§ Work to be completed
Copy each of the following rows word for word, leaving nothing out and changing nothing.

§ Input records
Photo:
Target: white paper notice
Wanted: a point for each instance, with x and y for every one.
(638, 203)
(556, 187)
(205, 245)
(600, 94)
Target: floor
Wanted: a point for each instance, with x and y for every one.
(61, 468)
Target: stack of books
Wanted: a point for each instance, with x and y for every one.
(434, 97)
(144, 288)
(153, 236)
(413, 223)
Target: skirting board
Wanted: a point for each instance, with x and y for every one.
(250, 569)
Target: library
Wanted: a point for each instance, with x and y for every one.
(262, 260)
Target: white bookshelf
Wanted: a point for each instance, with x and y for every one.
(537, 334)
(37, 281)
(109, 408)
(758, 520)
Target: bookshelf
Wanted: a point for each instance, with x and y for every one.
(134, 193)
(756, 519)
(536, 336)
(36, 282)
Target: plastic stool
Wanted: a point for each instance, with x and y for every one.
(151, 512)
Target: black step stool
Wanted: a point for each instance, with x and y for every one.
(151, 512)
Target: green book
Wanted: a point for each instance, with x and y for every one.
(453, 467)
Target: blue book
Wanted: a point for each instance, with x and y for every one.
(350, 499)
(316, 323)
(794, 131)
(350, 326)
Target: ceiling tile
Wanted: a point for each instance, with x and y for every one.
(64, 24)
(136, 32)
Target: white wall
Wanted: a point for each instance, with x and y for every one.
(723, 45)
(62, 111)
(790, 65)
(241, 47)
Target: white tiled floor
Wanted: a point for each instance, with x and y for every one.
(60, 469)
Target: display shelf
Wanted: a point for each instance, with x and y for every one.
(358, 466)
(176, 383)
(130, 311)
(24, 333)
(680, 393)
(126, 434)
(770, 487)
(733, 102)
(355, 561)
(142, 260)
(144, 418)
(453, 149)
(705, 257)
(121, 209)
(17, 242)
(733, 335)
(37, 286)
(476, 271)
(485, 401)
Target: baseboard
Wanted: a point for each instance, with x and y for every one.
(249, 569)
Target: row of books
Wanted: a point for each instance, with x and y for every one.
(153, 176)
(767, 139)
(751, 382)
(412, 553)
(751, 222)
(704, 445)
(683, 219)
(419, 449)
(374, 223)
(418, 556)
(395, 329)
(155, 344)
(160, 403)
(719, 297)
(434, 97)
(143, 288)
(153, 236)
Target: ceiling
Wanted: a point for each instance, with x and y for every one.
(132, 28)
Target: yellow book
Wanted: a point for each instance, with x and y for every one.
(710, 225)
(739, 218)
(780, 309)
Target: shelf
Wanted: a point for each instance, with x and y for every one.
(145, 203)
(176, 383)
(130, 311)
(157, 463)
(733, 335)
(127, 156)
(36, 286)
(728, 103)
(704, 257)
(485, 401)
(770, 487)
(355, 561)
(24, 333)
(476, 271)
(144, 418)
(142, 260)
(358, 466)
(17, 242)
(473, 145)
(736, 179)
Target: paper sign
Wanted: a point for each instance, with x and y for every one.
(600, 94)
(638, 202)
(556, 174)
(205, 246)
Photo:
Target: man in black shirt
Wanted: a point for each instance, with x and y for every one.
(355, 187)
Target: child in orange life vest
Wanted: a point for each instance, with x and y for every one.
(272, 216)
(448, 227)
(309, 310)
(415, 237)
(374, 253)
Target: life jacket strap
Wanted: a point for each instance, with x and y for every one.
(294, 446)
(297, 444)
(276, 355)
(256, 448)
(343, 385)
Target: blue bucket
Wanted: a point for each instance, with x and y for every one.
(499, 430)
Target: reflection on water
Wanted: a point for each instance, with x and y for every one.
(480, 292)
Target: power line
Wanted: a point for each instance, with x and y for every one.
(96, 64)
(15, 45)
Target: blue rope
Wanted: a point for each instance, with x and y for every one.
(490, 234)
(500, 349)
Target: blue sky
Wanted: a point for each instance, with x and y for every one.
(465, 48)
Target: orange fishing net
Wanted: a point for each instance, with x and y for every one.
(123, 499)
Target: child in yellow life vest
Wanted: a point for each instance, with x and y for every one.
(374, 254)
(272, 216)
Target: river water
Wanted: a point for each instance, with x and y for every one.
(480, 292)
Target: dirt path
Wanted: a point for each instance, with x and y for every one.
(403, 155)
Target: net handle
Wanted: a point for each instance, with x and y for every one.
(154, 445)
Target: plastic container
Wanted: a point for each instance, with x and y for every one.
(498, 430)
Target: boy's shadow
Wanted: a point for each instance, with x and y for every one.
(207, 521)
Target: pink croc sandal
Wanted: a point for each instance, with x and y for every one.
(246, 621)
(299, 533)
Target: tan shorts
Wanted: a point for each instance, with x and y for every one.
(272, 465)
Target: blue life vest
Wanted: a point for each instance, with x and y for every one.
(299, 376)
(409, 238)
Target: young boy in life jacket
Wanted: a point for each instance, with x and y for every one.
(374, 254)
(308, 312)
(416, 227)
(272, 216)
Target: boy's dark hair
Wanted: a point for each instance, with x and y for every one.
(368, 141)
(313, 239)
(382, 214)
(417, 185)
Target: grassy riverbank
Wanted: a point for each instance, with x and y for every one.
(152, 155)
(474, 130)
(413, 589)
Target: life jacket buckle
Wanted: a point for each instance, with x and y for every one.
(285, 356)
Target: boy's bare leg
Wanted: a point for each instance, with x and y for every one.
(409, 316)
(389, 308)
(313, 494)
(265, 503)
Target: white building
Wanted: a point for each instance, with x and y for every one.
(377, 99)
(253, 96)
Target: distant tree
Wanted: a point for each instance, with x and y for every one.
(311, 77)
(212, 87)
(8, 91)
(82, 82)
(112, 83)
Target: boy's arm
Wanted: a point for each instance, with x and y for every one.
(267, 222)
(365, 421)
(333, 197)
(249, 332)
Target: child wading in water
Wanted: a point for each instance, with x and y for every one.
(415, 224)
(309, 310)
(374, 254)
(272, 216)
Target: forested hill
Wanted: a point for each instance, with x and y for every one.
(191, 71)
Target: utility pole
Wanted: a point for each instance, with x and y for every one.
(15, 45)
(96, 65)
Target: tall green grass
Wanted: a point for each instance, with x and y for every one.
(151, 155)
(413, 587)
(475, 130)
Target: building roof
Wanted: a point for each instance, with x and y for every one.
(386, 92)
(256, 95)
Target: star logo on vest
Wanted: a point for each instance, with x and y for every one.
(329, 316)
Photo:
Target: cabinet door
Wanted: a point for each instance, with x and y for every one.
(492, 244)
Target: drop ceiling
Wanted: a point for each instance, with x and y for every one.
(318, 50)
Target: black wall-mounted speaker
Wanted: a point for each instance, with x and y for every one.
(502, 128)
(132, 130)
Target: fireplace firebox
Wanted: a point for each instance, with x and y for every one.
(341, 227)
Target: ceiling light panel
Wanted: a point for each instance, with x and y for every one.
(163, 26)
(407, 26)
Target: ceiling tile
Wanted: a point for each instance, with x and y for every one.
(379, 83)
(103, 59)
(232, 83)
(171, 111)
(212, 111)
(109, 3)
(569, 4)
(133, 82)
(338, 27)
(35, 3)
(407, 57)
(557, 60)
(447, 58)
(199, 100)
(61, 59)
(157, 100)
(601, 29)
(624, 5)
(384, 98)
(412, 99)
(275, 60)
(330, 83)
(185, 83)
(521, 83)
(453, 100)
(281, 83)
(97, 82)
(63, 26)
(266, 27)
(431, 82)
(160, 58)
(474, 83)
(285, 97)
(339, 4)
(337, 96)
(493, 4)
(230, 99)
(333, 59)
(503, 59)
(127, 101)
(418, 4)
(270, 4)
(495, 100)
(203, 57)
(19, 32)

§ Solution to the exercise
Photo:
Target: white paper notice
Wanted: a point for each instance, with x and y for every one.
(638, 203)
(556, 187)
(205, 245)
(600, 94)
Target: floor
Wanted: a point for each instance, with x and y for every one.
(61, 468)
Target: stack of books
Wanted: a point for each instance, with x and y for every one.
(434, 97)
(144, 288)
(153, 236)
(413, 223)
Target: skirting board
Wanted: a point for each instance, with x and y for every one.
(250, 569)
Target: library
Wanted: a point for each instance, with x and y for every one.
(262, 260)
Target: white bookshelf
Wanted: a point for each instance, with x and y for every one.
(537, 334)
(37, 281)
(109, 408)
(758, 520)
Target: bookshelf
Wanted: a point for each instance, with x and y for every one.
(134, 193)
(756, 519)
(536, 336)
(36, 282)
Target: plastic stool
Wanted: a point for each instance, with x and y for every one.
(151, 512)
Target: black step stool
Wanted: a point for each instance, with x and y for every one.
(151, 512)
Target: green book
Wanted: a point for each instance, with x and y for every one.
(453, 467)
Target: blue book
Wanted: a point for each instance, with x and y for every one.
(350, 499)
(316, 323)
(794, 131)
(350, 326)
Target: ceiling tile
Wanted: a point for each instance, with x and y for every one.
(64, 24)
(136, 32)
Target: white wall
Wanted: a point for each instance, with x and y for every one.
(723, 45)
(62, 111)
(790, 65)
(241, 47)
Target: white tiled floor
Wanted: a point for each instance, with x and y for every one.
(60, 469)
Target: display shelf
Wanted: a point for each instance, with x and y for every one.
(358, 466)
(176, 383)
(130, 311)
(24, 333)
(680, 393)
(126, 434)
(770, 487)
(733, 102)
(355, 561)
(142, 260)
(144, 418)
(453, 149)
(705, 257)
(121, 209)
(17, 242)
(733, 335)
(37, 286)
(476, 271)
(485, 401)
Target: baseboard
Wanted: a point for each instance, with x and y for every one.
(249, 569)
Target: row of books
Wanted: a point for each instance, with x and y for every one.
(153, 176)
(767, 139)
(751, 382)
(412, 553)
(751, 222)
(704, 445)
(683, 219)
(419, 449)
(374, 223)
(418, 556)
(395, 329)
(155, 344)
(160, 403)
(719, 297)
(434, 97)
(143, 288)
(153, 236)
Target: ceiling
Wanted: a point for each instance, with x and y for every one.
(132, 28)
Target: yellow book
Wanted: a point for each instance, with x and y for every one.
(710, 225)
(739, 218)
(780, 309)
Target: shelf
Wanted: a point for each instance, with x and y for every one.
(145, 203)
(176, 383)
(130, 311)
(157, 463)
(733, 335)
(127, 156)
(36, 286)
(728, 103)
(704, 257)
(485, 401)
(770, 487)
(355, 561)
(24, 333)
(476, 271)
(144, 418)
(142, 260)
(358, 466)
(17, 242)
(473, 145)
(736, 179)
Target: paper sign
Wanted: a point for each instance, with x and y for every one.
(600, 94)
(638, 202)
(556, 174)
(205, 246)
Photo:
Target: man in black shirt
Wanted: a point for each instance, with x and y for every one.
(355, 187)
Target: child in orange life vest
Wanted: a point for each instance, with x and y for every one.
(272, 216)
(448, 227)
(309, 310)
(415, 237)
(374, 253)
Target: life jacket strap
Wanted: a point for each instance, with x and y for every one.
(294, 446)
(297, 444)
(276, 355)
(256, 448)
(343, 385)
Target: blue bucket
Wanted: a point for each instance, with x and y for every one.
(499, 430)
Target: reflection on water
Wanted: a point for each instance, with x and y for every one.
(480, 292)
Target: power line
Wanted: a point for each instance, with x and y for every one.
(96, 64)
(15, 45)
Target: blue rope
Wanted: a point for each instance, with x and y for every one.
(490, 234)
(500, 349)
Target: blue sky
Wanted: a point for each instance, with x and y for every one.
(465, 48)
Target: orange fishing net
Wanted: a point for each instance, with x and y for every one.
(123, 499)
Target: child in yellow life vest
Wanted: a point for each instance, with x and y for every one.
(374, 254)
(272, 216)
Target: river water
Wanted: a point for each instance, with x and y for every one.
(480, 292)
Target: dirt path
Wanted: a point for each instance, with x and y for every one.
(403, 155)
Target: net handle
Wanted: a point for each instance, with x and y for every one.
(154, 445)
Target: plastic container
Wanted: a point for each instance, with x and y for every one.
(498, 430)
Target: boy's shadow
Wanted: a point for each instance, with x and y for every one.
(207, 521)
Target: pink croc sandal
Wanted: a point for each instance, with x and y for every one.
(246, 621)
(299, 533)
Target: tan shorts
Wanted: a point for each instance, with x and y for every one.
(272, 465)
Target: blue life vest
Wanted: a point for each instance, with x and y for every one.
(299, 376)
(409, 238)
Target: young boy in life jacket
Wanted: a point for each instance, with x and y for every one.
(374, 254)
(308, 312)
(416, 227)
(272, 216)
Target: boy's dark hair
Wanted: a point for each instance, with x and y for every one.
(368, 141)
(313, 239)
(382, 214)
(417, 185)
Target: grassy riverbank
Wanted: a point for each instance, with x and y for every one.
(152, 155)
(474, 130)
(413, 589)
Target: life jacket buckle
Wanted: a point for each instance, with x and y for every one.
(285, 356)
Target: boy's bare leg
Wanted: a point for each instance, with x and y for every one.
(409, 316)
(389, 308)
(313, 494)
(265, 503)
Target: white building
Wanted: a point for each instance, with x and y for every one.
(377, 99)
(253, 96)
Target: distant tree
Wanted: a point for each instance, with x and y for every one.
(311, 77)
(212, 87)
(8, 91)
(82, 82)
(112, 83)
Target: boy's arm
Wanted: a point for each instance, with x and y for every one.
(267, 222)
(365, 421)
(333, 197)
(249, 332)
Target: child wading in water
Wanted: a point for each instance, with x and y for every one.
(415, 224)
(309, 310)
(374, 254)
(272, 216)
Target: forested hill
Wanted: a point for each instance, with x and y for every one.
(191, 71)
Target: utility pole
Wanted: a point for each instance, with x and y for every one.
(15, 45)
(96, 65)
Target: tall green grass
Wanted: a point for each instance, with x and y for every one.
(151, 155)
(413, 587)
(475, 130)
Target: building roof
Wanted: a point for each instance, with x and y for every one.
(386, 92)
(256, 95)
Target: star logo on vest
Wanted: a point for each instance, with x and y for every one.
(329, 316)
Photo:
Target: cabinet door
Wanted: a point for each instance, with x and y for every one.
(492, 244)
Target: drop ceiling
Wanted: a point for each instance, with x and y for every one.
(318, 50)
Target: black wall-mounted speaker
Wanted: a point for each instance, with x and y for every one.
(502, 128)
(132, 130)
Target: fireplace firebox
Wanted: a point for each instance, with x and y for every one.
(341, 227)
Target: ceiling light panel
Wanted: a point for each instance, with x and y for every one.
(163, 26)
(407, 26)
Target: ceiling tile
Wanted: a point for each instance, with x and y for every one.
(379, 83)
(103, 59)
(232, 83)
(171, 111)
(212, 111)
(109, 3)
(569, 4)
(133, 82)
(338, 27)
(35, 3)
(407, 57)
(557, 60)
(447, 58)
(199, 100)
(61, 59)
(157, 100)
(601, 29)
(624, 5)
(384, 98)
(412, 99)
(275, 60)
(330, 83)
(185, 83)
(521, 83)
(453, 100)
(281, 83)
(97, 82)
(63, 26)
(266, 27)
(431, 82)
(160, 58)
(474, 83)
(285, 97)
(339, 4)
(337, 96)
(493, 4)
(230, 99)
(333, 59)
(503, 59)
(127, 101)
(418, 4)
(270, 4)
(495, 100)
(203, 57)
(19, 32)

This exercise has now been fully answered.